* [SUPPLIED DATA]:
..........

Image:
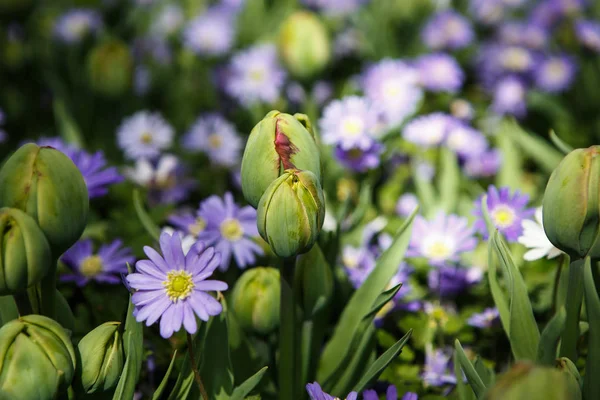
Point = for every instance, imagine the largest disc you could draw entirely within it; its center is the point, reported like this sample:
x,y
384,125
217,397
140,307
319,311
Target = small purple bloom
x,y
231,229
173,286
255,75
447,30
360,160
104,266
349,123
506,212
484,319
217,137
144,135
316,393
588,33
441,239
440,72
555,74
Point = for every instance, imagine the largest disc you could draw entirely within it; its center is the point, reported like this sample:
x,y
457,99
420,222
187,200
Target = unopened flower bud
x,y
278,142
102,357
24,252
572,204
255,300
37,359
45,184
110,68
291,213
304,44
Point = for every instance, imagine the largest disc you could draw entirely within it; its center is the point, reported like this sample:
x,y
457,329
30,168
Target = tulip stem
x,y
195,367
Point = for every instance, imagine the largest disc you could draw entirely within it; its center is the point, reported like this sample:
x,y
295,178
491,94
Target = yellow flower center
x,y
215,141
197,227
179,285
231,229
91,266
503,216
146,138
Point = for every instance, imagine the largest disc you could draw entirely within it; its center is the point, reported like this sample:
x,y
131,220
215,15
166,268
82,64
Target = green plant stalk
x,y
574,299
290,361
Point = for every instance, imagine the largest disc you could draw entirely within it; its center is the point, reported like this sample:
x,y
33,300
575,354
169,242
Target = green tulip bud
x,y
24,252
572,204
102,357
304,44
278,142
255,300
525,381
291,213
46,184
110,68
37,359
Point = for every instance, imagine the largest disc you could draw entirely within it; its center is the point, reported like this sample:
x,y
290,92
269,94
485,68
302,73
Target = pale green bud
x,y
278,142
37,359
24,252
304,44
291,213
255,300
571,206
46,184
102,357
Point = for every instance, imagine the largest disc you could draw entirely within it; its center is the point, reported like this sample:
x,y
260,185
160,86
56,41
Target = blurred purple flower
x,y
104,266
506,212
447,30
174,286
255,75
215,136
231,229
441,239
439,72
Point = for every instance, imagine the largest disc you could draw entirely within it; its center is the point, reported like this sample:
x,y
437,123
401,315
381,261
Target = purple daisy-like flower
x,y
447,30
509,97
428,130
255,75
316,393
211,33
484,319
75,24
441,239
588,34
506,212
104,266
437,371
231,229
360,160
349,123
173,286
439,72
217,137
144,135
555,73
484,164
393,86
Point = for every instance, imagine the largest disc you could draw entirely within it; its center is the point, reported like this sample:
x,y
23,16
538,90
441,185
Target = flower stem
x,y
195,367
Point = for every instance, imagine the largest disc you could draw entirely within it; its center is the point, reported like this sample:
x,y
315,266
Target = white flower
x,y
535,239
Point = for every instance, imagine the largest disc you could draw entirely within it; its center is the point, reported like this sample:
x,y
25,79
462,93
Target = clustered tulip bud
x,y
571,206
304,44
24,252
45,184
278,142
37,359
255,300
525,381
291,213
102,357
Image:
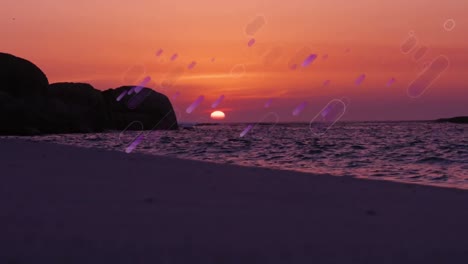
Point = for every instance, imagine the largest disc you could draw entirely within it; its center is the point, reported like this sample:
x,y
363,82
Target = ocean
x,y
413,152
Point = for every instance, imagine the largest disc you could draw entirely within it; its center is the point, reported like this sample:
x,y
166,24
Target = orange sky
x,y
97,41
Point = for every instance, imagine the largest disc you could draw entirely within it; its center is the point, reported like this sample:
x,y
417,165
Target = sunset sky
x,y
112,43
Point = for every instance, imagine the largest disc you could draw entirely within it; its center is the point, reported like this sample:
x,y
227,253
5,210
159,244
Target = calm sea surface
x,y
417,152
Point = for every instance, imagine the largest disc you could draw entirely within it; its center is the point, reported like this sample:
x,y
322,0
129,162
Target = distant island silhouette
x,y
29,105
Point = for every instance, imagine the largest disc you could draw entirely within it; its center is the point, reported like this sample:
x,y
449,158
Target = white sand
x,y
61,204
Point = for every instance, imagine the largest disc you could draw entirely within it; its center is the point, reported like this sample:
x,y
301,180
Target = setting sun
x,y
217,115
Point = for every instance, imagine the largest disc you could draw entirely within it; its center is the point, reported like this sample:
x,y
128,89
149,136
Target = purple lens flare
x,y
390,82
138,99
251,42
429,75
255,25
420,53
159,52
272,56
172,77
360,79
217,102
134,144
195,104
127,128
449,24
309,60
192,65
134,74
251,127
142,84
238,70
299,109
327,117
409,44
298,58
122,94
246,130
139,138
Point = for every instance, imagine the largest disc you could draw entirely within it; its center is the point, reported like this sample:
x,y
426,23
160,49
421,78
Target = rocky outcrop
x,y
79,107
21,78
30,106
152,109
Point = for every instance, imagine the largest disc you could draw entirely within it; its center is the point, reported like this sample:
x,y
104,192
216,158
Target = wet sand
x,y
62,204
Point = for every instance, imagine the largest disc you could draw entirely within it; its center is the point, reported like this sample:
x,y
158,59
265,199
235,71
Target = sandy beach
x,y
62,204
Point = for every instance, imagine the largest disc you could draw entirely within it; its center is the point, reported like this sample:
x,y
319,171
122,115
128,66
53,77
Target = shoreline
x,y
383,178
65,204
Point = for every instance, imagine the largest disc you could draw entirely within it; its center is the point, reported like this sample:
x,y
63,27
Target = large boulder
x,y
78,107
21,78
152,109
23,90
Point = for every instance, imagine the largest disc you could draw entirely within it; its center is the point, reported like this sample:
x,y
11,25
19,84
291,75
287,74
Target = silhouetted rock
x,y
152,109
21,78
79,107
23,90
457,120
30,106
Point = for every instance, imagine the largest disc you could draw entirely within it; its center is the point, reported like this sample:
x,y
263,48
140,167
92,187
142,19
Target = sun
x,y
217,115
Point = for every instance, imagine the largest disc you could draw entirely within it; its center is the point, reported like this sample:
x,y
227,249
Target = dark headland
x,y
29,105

..........

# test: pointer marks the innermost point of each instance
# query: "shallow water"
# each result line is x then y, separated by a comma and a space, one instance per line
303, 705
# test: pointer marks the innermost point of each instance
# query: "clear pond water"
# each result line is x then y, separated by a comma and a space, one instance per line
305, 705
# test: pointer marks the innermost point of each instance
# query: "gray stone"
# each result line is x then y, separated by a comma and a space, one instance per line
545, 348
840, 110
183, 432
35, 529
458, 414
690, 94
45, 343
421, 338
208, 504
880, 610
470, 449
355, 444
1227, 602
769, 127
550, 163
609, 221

..........

* [AIM OF THE EXERCISE]: Looking back over the records above, in how many lines does the word "water" occur? Give the number alone.

* [RESPONSE FOR THIS EXERCISE]: 2